> To be done: Lines before the one containing "Q: Point to the teal" are excluded; reproduce that line and all lines after it in the entries below, exactly.

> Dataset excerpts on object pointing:
--- Begin ---

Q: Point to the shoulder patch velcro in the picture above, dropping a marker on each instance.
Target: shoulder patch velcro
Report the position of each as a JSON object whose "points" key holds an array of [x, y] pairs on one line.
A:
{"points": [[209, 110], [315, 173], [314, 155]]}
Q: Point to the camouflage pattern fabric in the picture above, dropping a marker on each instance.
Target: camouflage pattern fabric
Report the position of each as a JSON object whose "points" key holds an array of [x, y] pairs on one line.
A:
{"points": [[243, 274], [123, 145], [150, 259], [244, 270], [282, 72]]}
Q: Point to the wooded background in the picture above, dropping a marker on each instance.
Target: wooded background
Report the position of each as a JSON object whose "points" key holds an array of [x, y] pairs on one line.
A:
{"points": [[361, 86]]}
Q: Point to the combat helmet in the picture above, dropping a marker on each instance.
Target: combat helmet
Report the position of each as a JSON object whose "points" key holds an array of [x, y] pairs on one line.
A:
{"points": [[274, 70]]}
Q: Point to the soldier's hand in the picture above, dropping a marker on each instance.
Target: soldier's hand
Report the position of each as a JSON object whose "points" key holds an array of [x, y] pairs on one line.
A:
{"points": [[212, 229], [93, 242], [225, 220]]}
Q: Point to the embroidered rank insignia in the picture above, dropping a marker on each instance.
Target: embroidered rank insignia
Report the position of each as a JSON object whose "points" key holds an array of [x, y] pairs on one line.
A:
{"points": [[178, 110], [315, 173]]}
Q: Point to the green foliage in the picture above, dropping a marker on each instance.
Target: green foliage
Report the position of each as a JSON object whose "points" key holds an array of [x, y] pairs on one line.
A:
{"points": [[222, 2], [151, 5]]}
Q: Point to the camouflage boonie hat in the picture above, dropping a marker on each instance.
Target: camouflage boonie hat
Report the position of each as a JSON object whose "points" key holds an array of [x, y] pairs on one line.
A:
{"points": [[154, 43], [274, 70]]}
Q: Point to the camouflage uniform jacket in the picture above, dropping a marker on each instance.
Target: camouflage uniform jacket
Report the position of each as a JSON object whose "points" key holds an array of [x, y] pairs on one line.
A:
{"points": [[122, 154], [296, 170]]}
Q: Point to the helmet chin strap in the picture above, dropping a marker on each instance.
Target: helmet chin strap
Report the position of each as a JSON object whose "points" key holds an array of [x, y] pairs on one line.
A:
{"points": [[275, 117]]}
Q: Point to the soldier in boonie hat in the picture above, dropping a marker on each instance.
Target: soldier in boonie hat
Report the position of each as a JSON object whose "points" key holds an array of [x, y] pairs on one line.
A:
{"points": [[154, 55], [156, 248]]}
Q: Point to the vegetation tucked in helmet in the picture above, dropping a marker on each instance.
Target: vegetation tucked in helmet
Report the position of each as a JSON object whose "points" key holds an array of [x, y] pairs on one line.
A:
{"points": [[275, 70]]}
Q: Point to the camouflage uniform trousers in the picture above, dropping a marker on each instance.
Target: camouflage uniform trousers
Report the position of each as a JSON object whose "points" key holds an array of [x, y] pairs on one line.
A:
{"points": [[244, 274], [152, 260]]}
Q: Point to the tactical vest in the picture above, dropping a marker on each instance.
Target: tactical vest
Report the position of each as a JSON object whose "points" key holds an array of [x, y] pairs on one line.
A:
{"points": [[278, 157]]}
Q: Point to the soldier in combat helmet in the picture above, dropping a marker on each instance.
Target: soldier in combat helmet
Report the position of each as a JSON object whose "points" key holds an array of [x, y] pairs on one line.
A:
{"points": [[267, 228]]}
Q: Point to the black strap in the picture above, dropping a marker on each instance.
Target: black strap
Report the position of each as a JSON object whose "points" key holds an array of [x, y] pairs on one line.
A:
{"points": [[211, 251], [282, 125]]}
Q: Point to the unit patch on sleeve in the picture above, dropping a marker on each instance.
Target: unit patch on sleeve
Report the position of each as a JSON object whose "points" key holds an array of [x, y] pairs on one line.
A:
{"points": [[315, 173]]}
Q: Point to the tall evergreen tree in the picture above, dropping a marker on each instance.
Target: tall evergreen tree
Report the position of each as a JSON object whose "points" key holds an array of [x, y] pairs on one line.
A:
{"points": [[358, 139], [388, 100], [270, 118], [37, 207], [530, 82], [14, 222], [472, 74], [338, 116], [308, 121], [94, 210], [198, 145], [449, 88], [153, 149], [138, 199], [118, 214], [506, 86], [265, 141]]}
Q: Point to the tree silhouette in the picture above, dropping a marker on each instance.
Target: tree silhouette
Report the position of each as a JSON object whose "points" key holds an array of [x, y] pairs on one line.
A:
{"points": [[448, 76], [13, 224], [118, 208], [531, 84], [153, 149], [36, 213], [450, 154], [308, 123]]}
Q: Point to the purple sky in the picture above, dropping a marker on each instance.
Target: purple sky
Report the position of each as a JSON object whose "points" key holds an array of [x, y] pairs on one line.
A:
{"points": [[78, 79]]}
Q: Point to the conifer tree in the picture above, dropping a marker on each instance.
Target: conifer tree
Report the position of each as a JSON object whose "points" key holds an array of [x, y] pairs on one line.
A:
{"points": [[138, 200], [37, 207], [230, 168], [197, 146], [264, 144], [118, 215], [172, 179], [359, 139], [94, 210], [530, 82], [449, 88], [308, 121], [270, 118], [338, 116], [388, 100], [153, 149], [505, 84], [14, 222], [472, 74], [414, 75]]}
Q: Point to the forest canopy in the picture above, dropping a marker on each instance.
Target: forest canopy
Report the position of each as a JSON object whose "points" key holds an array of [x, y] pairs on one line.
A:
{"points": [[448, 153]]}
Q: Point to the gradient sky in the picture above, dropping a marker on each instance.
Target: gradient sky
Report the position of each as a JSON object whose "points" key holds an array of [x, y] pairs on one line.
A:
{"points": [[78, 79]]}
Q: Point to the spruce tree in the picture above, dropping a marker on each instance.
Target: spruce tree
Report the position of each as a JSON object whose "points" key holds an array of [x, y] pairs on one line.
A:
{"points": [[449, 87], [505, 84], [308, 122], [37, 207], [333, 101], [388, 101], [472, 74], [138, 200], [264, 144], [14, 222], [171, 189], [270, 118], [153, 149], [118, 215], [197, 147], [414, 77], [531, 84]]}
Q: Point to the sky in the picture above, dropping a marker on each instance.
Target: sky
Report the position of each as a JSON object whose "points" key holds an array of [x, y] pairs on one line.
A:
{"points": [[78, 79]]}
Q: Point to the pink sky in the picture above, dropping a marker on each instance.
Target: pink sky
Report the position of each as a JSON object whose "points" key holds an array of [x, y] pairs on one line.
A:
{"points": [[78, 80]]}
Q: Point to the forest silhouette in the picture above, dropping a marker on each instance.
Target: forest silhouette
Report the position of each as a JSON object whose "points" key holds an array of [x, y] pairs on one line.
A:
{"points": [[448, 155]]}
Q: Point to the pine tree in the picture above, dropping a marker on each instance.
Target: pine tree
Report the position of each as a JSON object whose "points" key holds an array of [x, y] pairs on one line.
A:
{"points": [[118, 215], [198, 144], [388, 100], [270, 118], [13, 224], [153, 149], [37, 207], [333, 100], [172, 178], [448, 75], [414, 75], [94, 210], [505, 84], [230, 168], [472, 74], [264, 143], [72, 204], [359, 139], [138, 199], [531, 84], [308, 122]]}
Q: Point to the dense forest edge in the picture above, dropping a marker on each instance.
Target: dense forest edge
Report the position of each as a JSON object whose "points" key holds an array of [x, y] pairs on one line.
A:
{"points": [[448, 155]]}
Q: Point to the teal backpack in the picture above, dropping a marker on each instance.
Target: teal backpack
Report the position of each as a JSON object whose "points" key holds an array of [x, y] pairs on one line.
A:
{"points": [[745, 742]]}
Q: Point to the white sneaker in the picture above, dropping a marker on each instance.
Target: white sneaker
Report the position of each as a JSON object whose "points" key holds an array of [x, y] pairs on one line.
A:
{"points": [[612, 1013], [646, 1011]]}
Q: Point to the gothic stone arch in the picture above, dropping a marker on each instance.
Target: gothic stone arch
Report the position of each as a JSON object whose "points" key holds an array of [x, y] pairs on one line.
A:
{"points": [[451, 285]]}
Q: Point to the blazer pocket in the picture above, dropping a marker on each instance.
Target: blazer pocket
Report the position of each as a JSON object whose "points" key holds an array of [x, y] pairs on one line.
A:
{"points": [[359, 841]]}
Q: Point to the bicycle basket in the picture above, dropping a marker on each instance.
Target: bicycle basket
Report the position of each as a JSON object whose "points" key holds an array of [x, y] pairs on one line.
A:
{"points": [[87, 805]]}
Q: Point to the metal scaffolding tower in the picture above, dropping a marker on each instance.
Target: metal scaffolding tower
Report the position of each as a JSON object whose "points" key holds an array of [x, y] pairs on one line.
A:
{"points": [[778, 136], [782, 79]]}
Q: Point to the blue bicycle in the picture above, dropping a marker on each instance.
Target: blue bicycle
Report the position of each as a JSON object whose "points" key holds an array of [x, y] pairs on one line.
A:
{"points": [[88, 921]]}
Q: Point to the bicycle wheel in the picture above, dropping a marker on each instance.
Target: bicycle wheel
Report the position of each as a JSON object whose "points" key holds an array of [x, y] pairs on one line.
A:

--- End ---

> Solution:
Q: Point to the teal backpack in the picture above, dropping a marker on each instance.
Target: teal backpack
Report the position of each as a JSON object whose "points" key holds an array of [x, y] pairs on one line.
A:
{"points": [[745, 742]]}
Q: Point to the white sneaker in the picture above, dropping a marker on each instance.
Target: white sneaker
Report the position of each as a JSON object whose "points" key holds an array of [x, y] pairs on one line.
A:
{"points": [[612, 1013], [646, 1011]]}
Q: Point to the gothic stone arch in the picture above, dropping a marker on each instance.
Target: gothic stone arch
Report the position of each as a JSON object whose "points" key holds an array of [x, y] pairs on one line.
A:
{"points": [[451, 285]]}
Q: Point to the blazer pocket in the picture above, dropping a marker on each instance.
Target: blazer pocket
Report the position of each as a JSON object whose "points" key holds an array of [x, y] pairs on one line.
A:
{"points": [[359, 841]]}
Q: Point to the bicycle basket in the picture above, dropping a marker on each instance.
Target: bicycle basket
Report the position of each as a JSON object whose "points" key holds an array of [x, y] pairs on one line.
A:
{"points": [[87, 805]]}
Q: Point to the metal scaffolding tower in the picture above, dropping a marker on each instance.
Target: metal scaffolding tower
Report the position of each as a JSON object whose "points" key holds an array of [x, y] pairs on one line.
A:
{"points": [[778, 136], [782, 79]]}
Q: Point to the blue bicycle in the picture above, dropping a marker on each instance.
Target: blue bicycle
Report the position of each as a JSON object whose "points" key holds an array of [x, y] pairs on one line.
A:
{"points": [[88, 921]]}
Q: Point to the bicycle wheel in the picture above, dropping a marker on each instance.
Target: bicycle wheel
Report the position of each as a JSON object whose "points" key holds an array of [x, y] pairs on one line.
A:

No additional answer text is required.